## Task brief
Convert the records below into a single JSON list of strings, with one string per line and no entries for blank lines.

## Supplied material
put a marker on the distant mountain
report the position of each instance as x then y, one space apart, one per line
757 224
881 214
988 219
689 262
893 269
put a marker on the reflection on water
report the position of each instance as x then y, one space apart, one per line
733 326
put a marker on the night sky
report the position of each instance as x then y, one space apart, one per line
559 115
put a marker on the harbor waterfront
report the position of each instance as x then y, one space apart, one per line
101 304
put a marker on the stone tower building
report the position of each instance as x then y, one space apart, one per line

## Expected answer
[
  "put a marker on the distant mountain",
  "report the position of each instance as x then y, one space apart, one per line",
  "757 224",
  "881 214",
  "988 219",
  "689 262",
  "893 269",
  "put a marker on the reflection on water",
  "report the position of each instance as x then y, one space apart, one per line",
  "733 326",
  "put a marker on the night sky",
  "report the position of each instance as x then y, one space apart, one per line",
  "559 115",
  "put a marker on the harbor waterfront",
  "report the position of each instance as x then y, one space apart, one per line",
  "101 304",
  "put a marker on the stone tower building",
  "report the position of each instance as x then y, one space apart, one per line"
]